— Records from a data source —

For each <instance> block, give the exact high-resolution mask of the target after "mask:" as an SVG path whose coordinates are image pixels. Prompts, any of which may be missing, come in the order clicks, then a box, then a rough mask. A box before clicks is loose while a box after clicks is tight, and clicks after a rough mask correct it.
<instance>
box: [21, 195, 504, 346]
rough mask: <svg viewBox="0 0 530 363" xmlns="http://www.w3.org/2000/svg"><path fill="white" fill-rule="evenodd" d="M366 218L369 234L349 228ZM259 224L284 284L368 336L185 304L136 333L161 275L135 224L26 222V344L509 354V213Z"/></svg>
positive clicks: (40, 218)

— What to produce —
Convert each line of the records above into a row of a Markdown table with the columns Row and Line, numbering the rows in order and skipping any blank lines.

— Result below —
| Row | Line |
|---|---|
| 1 | For each <instance> block, give the exact high-resolution mask of the target after "mask:" as an SVG path whose coordinates are image pixels. Prompts, any of which may be missing, come in the order clicks, then a box, then a rough mask. A box before clicks is loose while a box after clicks is tight, and clicks after a rough mask correct it. |
| 2 | <instance> |
| 3 | box: [21, 195, 504, 346] |
| 4 | rough mask: <svg viewBox="0 0 530 363" xmlns="http://www.w3.org/2000/svg"><path fill="white" fill-rule="evenodd" d="M366 218L369 234L349 228ZM259 224L284 284L368 336L185 304L136 333L161 275L135 224L26 222V344L509 354V213Z"/></svg> |
| 5 | positive clicks: (40, 218) |